* [Description of the task] Convert every line of the entries below into a numbered list, and leave out any blank lines.

Excerpts from a dataset on object pointing:
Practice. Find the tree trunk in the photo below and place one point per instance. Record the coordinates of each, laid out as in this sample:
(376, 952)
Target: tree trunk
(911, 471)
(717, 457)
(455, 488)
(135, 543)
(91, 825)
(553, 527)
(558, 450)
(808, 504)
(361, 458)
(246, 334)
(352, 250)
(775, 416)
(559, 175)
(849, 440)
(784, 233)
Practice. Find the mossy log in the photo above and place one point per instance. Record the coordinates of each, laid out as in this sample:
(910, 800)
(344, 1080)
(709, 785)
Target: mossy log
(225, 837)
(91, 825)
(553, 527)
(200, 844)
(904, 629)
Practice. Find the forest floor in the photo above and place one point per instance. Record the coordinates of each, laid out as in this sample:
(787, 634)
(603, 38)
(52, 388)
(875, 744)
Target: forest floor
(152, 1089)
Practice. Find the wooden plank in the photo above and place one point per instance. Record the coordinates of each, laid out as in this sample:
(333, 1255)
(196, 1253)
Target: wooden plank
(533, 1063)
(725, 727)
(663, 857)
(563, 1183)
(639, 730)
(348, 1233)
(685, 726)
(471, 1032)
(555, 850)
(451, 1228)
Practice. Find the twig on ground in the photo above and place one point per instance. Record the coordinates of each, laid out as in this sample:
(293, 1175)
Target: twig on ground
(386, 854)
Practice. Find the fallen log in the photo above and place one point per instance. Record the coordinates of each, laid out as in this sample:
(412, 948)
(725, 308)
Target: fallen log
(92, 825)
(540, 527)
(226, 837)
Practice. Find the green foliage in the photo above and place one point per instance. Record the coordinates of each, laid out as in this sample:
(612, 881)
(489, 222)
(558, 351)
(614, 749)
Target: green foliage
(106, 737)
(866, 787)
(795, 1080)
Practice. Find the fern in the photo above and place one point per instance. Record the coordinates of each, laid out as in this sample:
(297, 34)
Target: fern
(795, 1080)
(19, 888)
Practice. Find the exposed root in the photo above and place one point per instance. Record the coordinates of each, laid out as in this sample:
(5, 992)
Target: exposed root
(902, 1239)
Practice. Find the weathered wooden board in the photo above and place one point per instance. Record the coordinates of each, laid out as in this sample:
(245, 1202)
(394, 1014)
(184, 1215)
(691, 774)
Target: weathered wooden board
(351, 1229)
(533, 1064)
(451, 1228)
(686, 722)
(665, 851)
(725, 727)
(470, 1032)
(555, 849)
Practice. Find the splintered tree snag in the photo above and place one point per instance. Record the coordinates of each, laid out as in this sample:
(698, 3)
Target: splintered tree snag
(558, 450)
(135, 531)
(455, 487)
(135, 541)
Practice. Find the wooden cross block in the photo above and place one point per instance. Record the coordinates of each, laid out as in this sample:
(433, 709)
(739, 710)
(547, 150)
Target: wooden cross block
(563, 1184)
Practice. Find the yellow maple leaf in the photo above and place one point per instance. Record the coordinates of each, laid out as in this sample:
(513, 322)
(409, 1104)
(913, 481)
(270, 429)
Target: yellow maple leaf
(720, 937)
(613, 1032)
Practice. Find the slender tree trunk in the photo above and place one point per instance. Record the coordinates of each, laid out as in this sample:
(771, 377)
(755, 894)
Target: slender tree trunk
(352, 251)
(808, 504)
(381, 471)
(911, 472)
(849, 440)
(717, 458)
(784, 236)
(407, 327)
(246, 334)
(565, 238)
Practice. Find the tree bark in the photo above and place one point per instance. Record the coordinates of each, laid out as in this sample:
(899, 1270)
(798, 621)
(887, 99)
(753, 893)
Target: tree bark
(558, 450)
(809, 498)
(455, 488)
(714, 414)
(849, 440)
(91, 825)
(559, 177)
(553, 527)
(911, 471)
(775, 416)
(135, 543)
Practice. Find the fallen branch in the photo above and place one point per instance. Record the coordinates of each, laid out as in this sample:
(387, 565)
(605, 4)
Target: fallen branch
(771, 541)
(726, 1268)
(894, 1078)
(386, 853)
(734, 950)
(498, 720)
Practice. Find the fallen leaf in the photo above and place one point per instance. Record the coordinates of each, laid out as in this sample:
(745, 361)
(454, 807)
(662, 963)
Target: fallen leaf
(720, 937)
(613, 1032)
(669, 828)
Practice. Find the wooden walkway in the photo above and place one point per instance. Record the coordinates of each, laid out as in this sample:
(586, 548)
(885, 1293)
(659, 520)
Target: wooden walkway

* [The response]
1. Practice. Find the tree trunk in the photo below and place one point per instance. Record the coordinates of each, laid out as in this sample:
2. (376, 952)
3. Target: tree trunk
4. (911, 471)
5. (717, 457)
6. (455, 488)
7. (135, 543)
8. (91, 825)
9. (553, 527)
10. (558, 450)
11. (808, 504)
12. (361, 458)
13. (246, 334)
14. (352, 250)
15. (775, 416)
16. (559, 175)
17. (849, 440)
18. (784, 233)
19. Practice. Find the mossy log in the photo above and place one point per instance. Record the coordinates of each, laid out as in this sample:
20. (910, 800)
21. (344, 1080)
22. (709, 785)
23. Target: mossy log
24. (225, 837)
25. (91, 825)
26. (553, 527)
27. (200, 844)
28. (904, 629)
29. Practice. Find the forest floor in the photo above and place one point per instance. Record the coordinates of each, laid out as in this sample:
30. (787, 634)
31. (603, 38)
32. (52, 388)
33. (875, 744)
34. Target: forest floor
35. (152, 1089)
36. Practice. Find the wooden plank in the photo above and place one point per instance. Record the coordinates of each, laid out as in this sample:
37. (333, 1255)
38. (196, 1253)
39. Target: wooden plank
40. (533, 1063)
41. (725, 727)
42. (663, 857)
43. (563, 1183)
44. (639, 730)
45. (348, 1233)
46. (685, 726)
47. (471, 1032)
48. (555, 850)
49. (451, 1228)
50. Practice. Find the twig on ground in the photo above and place one point per instance. Record the coordinates of each, laid out as in this sample:
51. (293, 1175)
52. Target: twig on ground
53. (386, 854)
54. Practice. Find the fallen log in the photo above and place one point per instance. Record the coordinates of each, laid out as in this sample:
55. (412, 948)
56. (725, 308)
57. Target: fallen log
58. (92, 825)
59. (540, 527)
60. (226, 837)
61. Practice. Find the green foliage in the photo above and place one point per instance. Record the coordinates of each, laid out as in this sample:
62. (612, 881)
63. (489, 222)
64. (558, 351)
65. (614, 749)
66. Target: green foliage
67. (106, 737)
68. (866, 787)
69. (795, 1080)
70. Practice. Find the fern in the photo above and place one point per instance. Record the coordinates of each, laid out as in this sample:
71. (297, 34)
72. Target: fern
73. (795, 1080)
74. (19, 888)
75. Practice. Find the exposed root in the photo above and place one point per instance. Record the coordinates of each, laid out as in this sample:
76. (5, 992)
77. Target: exposed root
78. (902, 1239)
79. Practice. Find the weathered wooden board in the photo above and place one point per instance. Record the coordinates of each, laid out as in this sample:
80. (245, 1202)
81. (394, 1014)
82. (184, 1215)
83. (691, 774)
84. Target: weathered wooden board
85. (351, 1229)
86. (533, 1064)
87. (451, 1228)
88. (686, 722)
89. (665, 851)
90. (725, 727)
91. (470, 1032)
92. (555, 849)
93. Practice. Find the splintered tree snag in the photo above and place one point per instance. Record the coordinates of each, laid out as in this sample:
94. (698, 3)
95. Target: splintered tree snag
96. (558, 450)
97. (135, 531)
98. (455, 487)
99. (135, 541)
100. Practice. Find the wooden cross block in the photo above and place one point per instance. Record the coordinates of each, laid out as in this sample:
101. (433, 709)
102. (739, 710)
103. (547, 150)
104. Target: wooden cross block
105. (563, 1184)
106. Practice. Find the yellow maple leaf in the photo above and place one point per instance. Record the coordinates of each, laid out as in this sample:
107. (513, 322)
108. (409, 1104)
109. (913, 481)
110. (270, 429)
111. Target: yellow maple leaf
112. (720, 937)
113. (613, 1032)
114. Practice. Find the slender tree trunk in the photo above and place one point per instance. Record the coordinates of each, laid out as in this sample:
115. (771, 377)
116. (755, 894)
117. Target: slender tree trunk
118. (352, 251)
119. (808, 504)
120. (381, 471)
121. (911, 472)
122. (849, 440)
123. (717, 458)
124. (784, 236)
125. (407, 327)
126. (246, 334)
127. (565, 238)
128. Practice. Find the tree bark in the photo above and place one point per instance. Record the coordinates of each, laid out as in this sample:
129. (899, 1270)
130. (798, 621)
131. (887, 99)
132. (753, 893)
133. Target: tree bark
134. (558, 450)
135. (809, 498)
136. (455, 488)
137. (714, 414)
138. (849, 440)
139. (91, 825)
140. (559, 177)
141. (553, 527)
142. (911, 471)
143. (775, 416)
144. (135, 543)
145. Practice. Find the fallen branch in the photo above and place one point per instance. Record the coordinates of each, laid out as in this sample:
146. (387, 565)
147. (605, 4)
148. Target: fallen branch
149. (771, 541)
150. (726, 1268)
151. (894, 1078)
152. (386, 853)
153. (734, 950)
154. (498, 720)
155. Practice. Find the fallen leaf in the photo above and place one point per instance. Record the coordinates of each, laid out as in this sample:
156. (745, 361)
157. (454, 807)
158. (662, 963)
159. Target: fallen leaf
160. (720, 937)
161. (613, 1032)
162. (669, 828)
163. Practice. Find the wooden walkway in the photo above and place one point per instance. Record the coordinates of each, laid out as in this sample:
164. (586, 548)
165. (885, 1293)
166. (659, 520)
167. Target: wooden walkway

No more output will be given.